# TO BE DONE
Convert every item below into a two-column CSV with the headers "prompt" and "points", one row per item. Put each item's text and its answer in their own quoted field, replacing any line breaks with spaces.

# MATERIAL PROVIDED
------------

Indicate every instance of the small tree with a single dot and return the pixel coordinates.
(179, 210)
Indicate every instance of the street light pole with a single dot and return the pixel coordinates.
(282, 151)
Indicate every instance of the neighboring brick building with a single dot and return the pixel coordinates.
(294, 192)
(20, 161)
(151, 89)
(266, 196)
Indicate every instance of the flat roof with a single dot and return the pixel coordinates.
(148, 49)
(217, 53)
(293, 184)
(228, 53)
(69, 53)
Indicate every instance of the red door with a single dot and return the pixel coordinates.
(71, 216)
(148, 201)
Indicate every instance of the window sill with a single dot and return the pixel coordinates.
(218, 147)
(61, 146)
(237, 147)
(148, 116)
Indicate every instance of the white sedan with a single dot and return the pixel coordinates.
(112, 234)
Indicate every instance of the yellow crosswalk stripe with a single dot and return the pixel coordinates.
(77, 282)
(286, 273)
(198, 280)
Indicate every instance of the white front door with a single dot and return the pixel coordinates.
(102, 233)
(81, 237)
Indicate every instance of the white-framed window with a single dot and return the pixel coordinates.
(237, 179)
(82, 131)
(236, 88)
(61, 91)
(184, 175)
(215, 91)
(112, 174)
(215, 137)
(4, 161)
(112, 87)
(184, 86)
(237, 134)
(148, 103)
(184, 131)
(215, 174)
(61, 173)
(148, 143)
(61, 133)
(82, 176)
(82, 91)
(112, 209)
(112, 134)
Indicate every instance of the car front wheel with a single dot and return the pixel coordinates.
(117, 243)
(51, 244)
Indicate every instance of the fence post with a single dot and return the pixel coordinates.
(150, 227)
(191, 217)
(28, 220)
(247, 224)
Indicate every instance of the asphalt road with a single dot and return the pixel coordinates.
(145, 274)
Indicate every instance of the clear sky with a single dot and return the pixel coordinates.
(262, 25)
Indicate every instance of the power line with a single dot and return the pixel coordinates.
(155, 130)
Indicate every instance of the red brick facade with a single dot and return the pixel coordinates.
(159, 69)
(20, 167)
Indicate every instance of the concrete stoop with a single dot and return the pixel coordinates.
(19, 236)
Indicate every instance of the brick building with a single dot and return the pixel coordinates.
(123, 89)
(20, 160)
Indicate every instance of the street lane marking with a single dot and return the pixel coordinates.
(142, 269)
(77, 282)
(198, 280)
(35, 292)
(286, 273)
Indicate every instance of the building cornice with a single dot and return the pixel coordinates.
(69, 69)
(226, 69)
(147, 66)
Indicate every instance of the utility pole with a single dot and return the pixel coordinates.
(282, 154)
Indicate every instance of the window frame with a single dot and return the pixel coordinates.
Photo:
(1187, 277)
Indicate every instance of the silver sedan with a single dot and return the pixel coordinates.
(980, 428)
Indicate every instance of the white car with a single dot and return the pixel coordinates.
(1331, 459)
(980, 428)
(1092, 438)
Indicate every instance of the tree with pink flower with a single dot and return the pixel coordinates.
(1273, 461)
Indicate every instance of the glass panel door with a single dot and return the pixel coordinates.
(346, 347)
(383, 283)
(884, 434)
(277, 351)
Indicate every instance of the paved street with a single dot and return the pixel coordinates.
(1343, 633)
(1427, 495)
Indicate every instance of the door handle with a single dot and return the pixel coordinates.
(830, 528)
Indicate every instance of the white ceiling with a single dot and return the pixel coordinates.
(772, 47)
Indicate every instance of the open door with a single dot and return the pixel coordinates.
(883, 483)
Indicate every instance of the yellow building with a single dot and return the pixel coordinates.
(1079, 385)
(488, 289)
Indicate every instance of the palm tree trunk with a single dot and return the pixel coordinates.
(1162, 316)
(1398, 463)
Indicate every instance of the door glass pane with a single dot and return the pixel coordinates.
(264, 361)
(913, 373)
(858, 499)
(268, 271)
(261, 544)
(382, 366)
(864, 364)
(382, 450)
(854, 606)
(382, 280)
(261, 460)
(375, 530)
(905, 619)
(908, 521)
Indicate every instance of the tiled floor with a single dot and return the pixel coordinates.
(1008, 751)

------------

# TASK ANSWER
prompt,points
"Indicate every instance of the small tree with a single dot and return the pixel coordinates.","(179, 210)"
"Indicate every instance of the street light pole with a single dot and return the pixel coordinates.","(282, 151)"
"Indicate every instance of the neighboring brick building with a single dot and return the pixel coordinates.","(294, 192) (20, 161) (151, 89) (266, 196)"
"Indicate every instance of the flat roof with a single dot and return the pixel coordinates.","(148, 49) (217, 53) (293, 184) (228, 53) (69, 53)"
"Indicate every instance of the red door with a single dot and return the pixel coordinates.","(71, 216) (148, 201)"
"Indicate every instance of the window sill with a single dot and return the pixel coordinates.","(218, 147) (61, 146) (237, 147) (148, 116)"
"Indicate every instance of the white sedan with a single dot and return the pixel coordinates.","(112, 234)"
"Indicate every instance of the yellow crosswalk stripe with a single dot and return the pixel coordinates.","(77, 282) (286, 273) (198, 280)"
"Indicate every instance of the white front door with a single dot and return the pixel coordinates.","(102, 233) (81, 237)"
"Indicate every instance of the white-framed window with a single dot and return the pixel coordinates.","(237, 179) (82, 131) (236, 88) (61, 91) (184, 175) (215, 91) (112, 174) (215, 137) (4, 161) (112, 87) (184, 86) (237, 134) (148, 103) (184, 131) (215, 174) (61, 173) (148, 143) (61, 133) (82, 176) (82, 91) (112, 209) (112, 134)"
"Indicate every instance of the car front wheel with a single dot and return the pixel coordinates.","(117, 243) (51, 244)"
"Indicate every instance of the fence post with a single dot and return the pixel coordinates.","(150, 227) (191, 217) (28, 220) (247, 224)"
"Indicate every instance of the asphalt road with a single dot and return the pixel coordinates.","(145, 274)"
"Indicate every instance of the clear sky with a single dot and return the pixel coordinates.","(262, 25)"
"Indicate every instance of the power line with a single dot and return the pixel coordinates.","(155, 130)"
"Indicate every instance of the red brick facade with a single dot and return the pixel coordinates.","(159, 69) (20, 167)"
"Indicate every instance of the concrete stoop with a single dot and return the pixel coordinates.","(19, 236)"
"Indicate every instance of the brick building with a single dot and return the pixel coordinates.","(123, 89) (20, 160)"
"Indicate every instance of the street lane marking with a single dot and return the pixel coordinates.","(142, 269) (77, 282) (198, 280) (35, 292) (286, 273)"
"Indicate every instance of the building cornice with a single dot and return the pixel coordinates.","(69, 69) (226, 69) (147, 66)"
"Indicate every instance of the utility pole with a single dot and return the pixel coordinates.","(282, 154)"
"Indicate every instance of the window frame with a single dot and return the pixel coordinates. Photo:","(1187, 277)"
"Indicate every instance of the silver sedan with a single dot and return the pixel coordinates.","(980, 428)"
"Indicate every instance of the white car with a single dot and return the pixel coordinates.","(1331, 459) (980, 428) (1092, 438)"
"Indicate every instance of the tree with pink flower with a single dot and return the pixel coordinates.","(1273, 461)"
"Indicate every instance of the glass panel door with a single dot and return the pixel coordinates.","(346, 347) (383, 283) (884, 434) (277, 351)"
"Indicate every instance of the paved street with a single dot and return the pixel coordinates.","(1343, 633) (1427, 495)"
"Indicate every instance of the door handle with a single dot and return the pixel coordinates.","(830, 528)"
"Indicate every instance of the white ceiling with a single dot and return the pixel coordinates.","(772, 47)"
"Indicate every instance of the open door with a single dot and return the pixel coordinates.","(883, 483)"
"Indicate every instance of the yellow building with a single dot and return the pixel coordinates.","(1079, 385) (488, 289)"
"Indicate every instance of the palm tree trunk with a single dot and return the pixel coordinates.","(1162, 316) (1398, 463)"
"Indicate every instance of the door glass pane with a single dot and return the pixel coordinates.","(264, 361) (913, 373) (858, 499) (268, 271) (261, 544) (382, 366) (864, 364) (382, 450) (854, 606) (382, 280) (261, 460) (375, 530) (905, 619) (908, 521)"
"Indicate every instance of the tiled floor with a single dot and return the pixel coordinates.","(1008, 751)"